Short exercise
Count the rows below that contain the string "road", treating case as significant. Reply with the number alone.

Data for processing
===============

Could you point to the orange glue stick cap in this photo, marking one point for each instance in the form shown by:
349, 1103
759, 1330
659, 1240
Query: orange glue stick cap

===============

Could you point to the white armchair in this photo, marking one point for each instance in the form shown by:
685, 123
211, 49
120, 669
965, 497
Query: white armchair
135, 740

===============

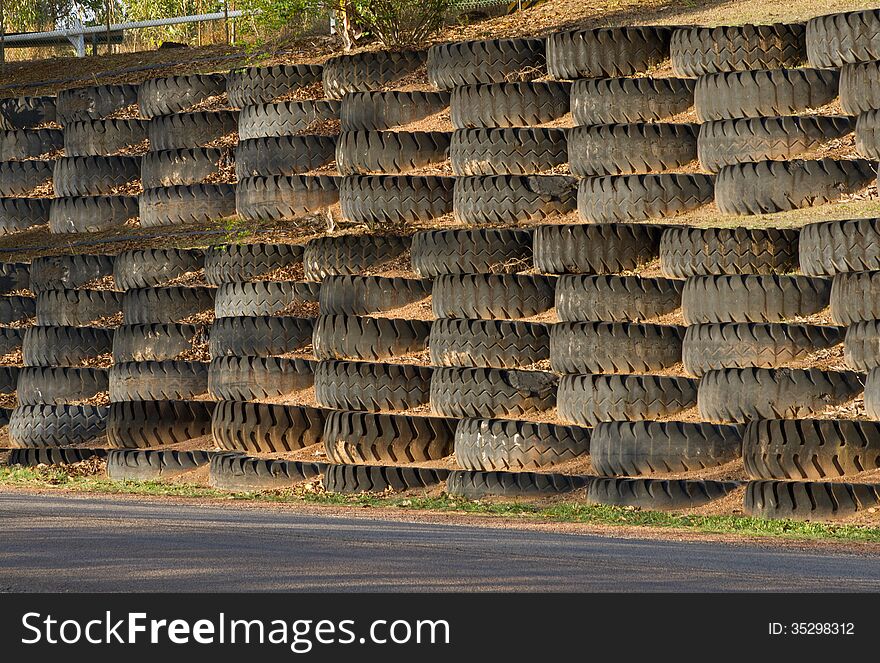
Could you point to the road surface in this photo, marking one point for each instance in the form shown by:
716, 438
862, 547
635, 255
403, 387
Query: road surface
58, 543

===============

Final result
2